Language Model
5 milestones in AI history
GPT-1: Generative Pre-training
OpenAI released GPT-1, demonstrating that a Transformer trained on vast amounts of text using unsupervised pre-training could then be fine-tuned for specific NLP tasks. With 117 million parameters, it showed the potential of scaling language models.
GPT-2: 'Too Dangerous to Release'
OpenAI announced GPT-2 (1.5 billion parameters) but initially refused to release the full model, calling it 'too dangerous' due to its ability to generate convincing fake text. The decision was controversial — some praised the caution, others called it a publicity stunt. The full model was eventually released in November 2019.
GPT-3: The 175 Billion Parameter Leap
OpenAI released GPT-3 with 175 billion parameters — 100x larger than GPT-2. Without any fine-tuning, GPT-3 could write essays, code, poetry, translate languages, and answer questions through 'few-shot learning' (learning from just a few examples in the prompt). The API launched in beta, enabling thousands of applications.

Dataset entries:
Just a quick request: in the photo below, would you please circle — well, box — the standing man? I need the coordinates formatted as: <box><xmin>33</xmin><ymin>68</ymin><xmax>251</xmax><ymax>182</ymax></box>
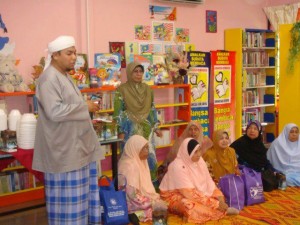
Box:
<box><xmin>32</xmin><ymin>36</ymin><xmax>104</xmax><ymax>225</ymax></box>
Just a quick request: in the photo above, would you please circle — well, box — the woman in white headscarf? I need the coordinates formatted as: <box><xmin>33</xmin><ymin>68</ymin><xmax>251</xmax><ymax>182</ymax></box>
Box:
<box><xmin>267</xmin><ymin>123</ymin><xmax>300</xmax><ymax>186</ymax></box>
<box><xmin>114</xmin><ymin>62</ymin><xmax>162</xmax><ymax>185</ymax></box>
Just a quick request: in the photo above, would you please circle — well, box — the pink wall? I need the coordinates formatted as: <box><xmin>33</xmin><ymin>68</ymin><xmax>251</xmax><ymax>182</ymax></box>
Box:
<box><xmin>0</xmin><ymin>0</ymin><xmax>298</xmax><ymax>82</ymax></box>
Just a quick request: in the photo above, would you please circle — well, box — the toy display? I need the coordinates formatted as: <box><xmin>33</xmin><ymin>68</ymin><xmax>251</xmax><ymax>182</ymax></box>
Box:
<box><xmin>0</xmin><ymin>54</ymin><xmax>29</xmax><ymax>92</ymax></box>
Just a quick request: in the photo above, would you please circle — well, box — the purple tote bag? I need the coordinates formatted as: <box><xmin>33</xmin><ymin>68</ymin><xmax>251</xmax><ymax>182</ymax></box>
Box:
<box><xmin>219</xmin><ymin>174</ymin><xmax>245</xmax><ymax>210</ymax></box>
<box><xmin>240</xmin><ymin>166</ymin><xmax>265</xmax><ymax>205</ymax></box>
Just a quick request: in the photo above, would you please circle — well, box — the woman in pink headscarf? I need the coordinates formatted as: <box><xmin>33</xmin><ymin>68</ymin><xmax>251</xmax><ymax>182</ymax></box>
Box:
<box><xmin>118</xmin><ymin>135</ymin><xmax>167</xmax><ymax>224</ymax></box>
<box><xmin>159</xmin><ymin>138</ymin><xmax>238</xmax><ymax>223</ymax></box>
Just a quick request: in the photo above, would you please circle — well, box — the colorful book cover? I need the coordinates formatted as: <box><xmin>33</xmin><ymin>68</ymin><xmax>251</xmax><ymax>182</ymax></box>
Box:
<box><xmin>184</xmin><ymin>44</ymin><xmax>196</xmax><ymax>52</ymax></box>
<box><xmin>175</xmin><ymin>28</ymin><xmax>190</xmax><ymax>42</ymax></box>
<box><xmin>69</xmin><ymin>53</ymin><xmax>90</xmax><ymax>89</ymax></box>
<box><xmin>152</xmin><ymin>21</ymin><xmax>175</xmax><ymax>41</ymax></box>
<box><xmin>109</xmin><ymin>42</ymin><xmax>126</xmax><ymax>68</ymax></box>
<box><xmin>134</xmin><ymin>25</ymin><xmax>151</xmax><ymax>41</ymax></box>
<box><xmin>149</xmin><ymin>5</ymin><xmax>176</xmax><ymax>21</ymax></box>
<box><xmin>94</xmin><ymin>53</ymin><xmax>121</xmax><ymax>87</ymax></box>
<box><xmin>133</xmin><ymin>53</ymin><xmax>154</xmax><ymax>85</ymax></box>
<box><xmin>139</xmin><ymin>43</ymin><xmax>163</xmax><ymax>54</ymax></box>
<box><xmin>153</xmin><ymin>55</ymin><xmax>171</xmax><ymax>84</ymax></box>
<box><xmin>125</xmin><ymin>42</ymin><xmax>139</xmax><ymax>64</ymax></box>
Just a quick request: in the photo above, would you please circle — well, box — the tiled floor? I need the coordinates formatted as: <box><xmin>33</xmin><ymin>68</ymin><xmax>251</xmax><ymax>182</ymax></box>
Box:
<box><xmin>0</xmin><ymin>207</ymin><xmax>48</xmax><ymax>225</ymax></box>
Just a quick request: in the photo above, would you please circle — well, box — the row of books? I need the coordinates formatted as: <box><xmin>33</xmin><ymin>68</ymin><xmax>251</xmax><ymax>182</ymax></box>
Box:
<box><xmin>243</xmin><ymin>69</ymin><xmax>266</xmax><ymax>88</ymax></box>
<box><xmin>243</xmin><ymin>51</ymin><xmax>272</xmax><ymax>67</ymax></box>
<box><xmin>242</xmin><ymin>31</ymin><xmax>275</xmax><ymax>48</ymax></box>
<box><xmin>242</xmin><ymin>89</ymin><xmax>275</xmax><ymax>107</ymax></box>
<box><xmin>88</xmin><ymin>91</ymin><xmax>115</xmax><ymax>110</ymax></box>
<box><xmin>0</xmin><ymin>171</ymin><xmax>37</xmax><ymax>194</ymax></box>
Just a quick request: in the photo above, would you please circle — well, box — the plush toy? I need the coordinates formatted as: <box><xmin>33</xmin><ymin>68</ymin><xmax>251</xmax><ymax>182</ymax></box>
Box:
<box><xmin>0</xmin><ymin>54</ymin><xmax>29</xmax><ymax>92</ymax></box>
<box><xmin>166</xmin><ymin>47</ymin><xmax>189</xmax><ymax>84</ymax></box>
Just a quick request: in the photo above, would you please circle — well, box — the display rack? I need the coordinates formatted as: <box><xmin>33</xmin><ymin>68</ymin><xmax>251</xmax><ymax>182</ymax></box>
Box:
<box><xmin>225</xmin><ymin>28</ymin><xmax>277</xmax><ymax>144</ymax></box>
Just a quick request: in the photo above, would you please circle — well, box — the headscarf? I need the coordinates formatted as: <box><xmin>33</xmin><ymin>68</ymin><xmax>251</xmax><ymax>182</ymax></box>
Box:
<box><xmin>118</xmin><ymin>135</ymin><xmax>159</xmax><ymax>199</ymax></box>
<box><xmin>230</xmin><ymin>121</ymin><xmax>269</xmax><ymax>171</ymax></box>
<box><xmin>44</xmin><ymin>35</ymin><xmax>75</xmax><ymax>70</ymax></box>
<box><xmin>159</xmin><ymin>138</ymin><xmax>216</xmax><ymax>196</ymax></box>
<box><xmin>164</xmin><ymin>121</ymin><xmax>212</xmax><ymax>165</ymax></box>
<box><xmin>267</xmin><ymin>123</ymin><xmax>300</xmax><ymax>173</ymax></box>
<box><xmin>118</xmin><ymin>62</ymin><xmax>152</xmax><ymax>123</ymax></box>
<box><xmin>203</xmin><ymin>130</ymin><xmax>237</xmax><ymax>180</ymax></box>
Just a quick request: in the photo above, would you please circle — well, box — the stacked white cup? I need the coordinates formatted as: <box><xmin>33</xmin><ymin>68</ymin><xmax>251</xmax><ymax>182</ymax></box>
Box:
<box><xmin>8</xmin><ymin>109</ymin><xmax>22</xmax><ymax>131</ymax></box>
<box><xmin>0</xmin><ymin>109</ymin><xmax>7</xmax><ymax>131</ymax></box>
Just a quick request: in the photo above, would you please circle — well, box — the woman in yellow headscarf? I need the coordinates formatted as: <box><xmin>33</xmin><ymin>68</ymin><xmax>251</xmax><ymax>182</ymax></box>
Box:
<box><xmin>203</xmin><ymin>130</ymin><xmax>239</xmax><ymax>182</ymax></box>
<box><xmin>113</xmin><ymin>62</ymin><xmax>162</xmax><ymax>185</ymax></box>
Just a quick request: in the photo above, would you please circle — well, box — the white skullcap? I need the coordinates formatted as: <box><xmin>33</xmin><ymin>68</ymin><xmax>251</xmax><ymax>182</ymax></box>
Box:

#### Tasks for this exercise
1. Reproduce word for word the passage of the language model milestones text from "GPT-2: 'Too Dangerous" up to and including "thousands of applications.".
2. List every parameter count the language model milestones text gives, together with the model to which each belongs.
3. According to the language model milestones text, when was the full GPT-2 model eventually released?

#### Task results
1.
GPT-2: 'Too Dangerous to Release'
OpenAI announced GPT-2 (1.5 billion parameters) but initially refused to release the full model, calling it 'too dangerous' due to its ability to generate convincing fake text. The decision was controversial — some praised the caution, others called it a publicity stunt. The full model was eventually released in November 2019.
GPT-3: The 175 Billion Parameter Leap
OpenAI released GPT-3 with 175 billion parameters — 100x larger than GPT-2. Without any fine-tuning, GPT-3 could write essays, code, poetry, translate languages, and answer questions through 'few-shot learning' (learning from just a few examples in the prompt). The API launched in beta, enabling thousands of applications.

2.
- GPT-1: 117 million parameters
- GPT-2: 1.5 billion parameters
- GPT-3: 175 billion parameters

3. November 2019.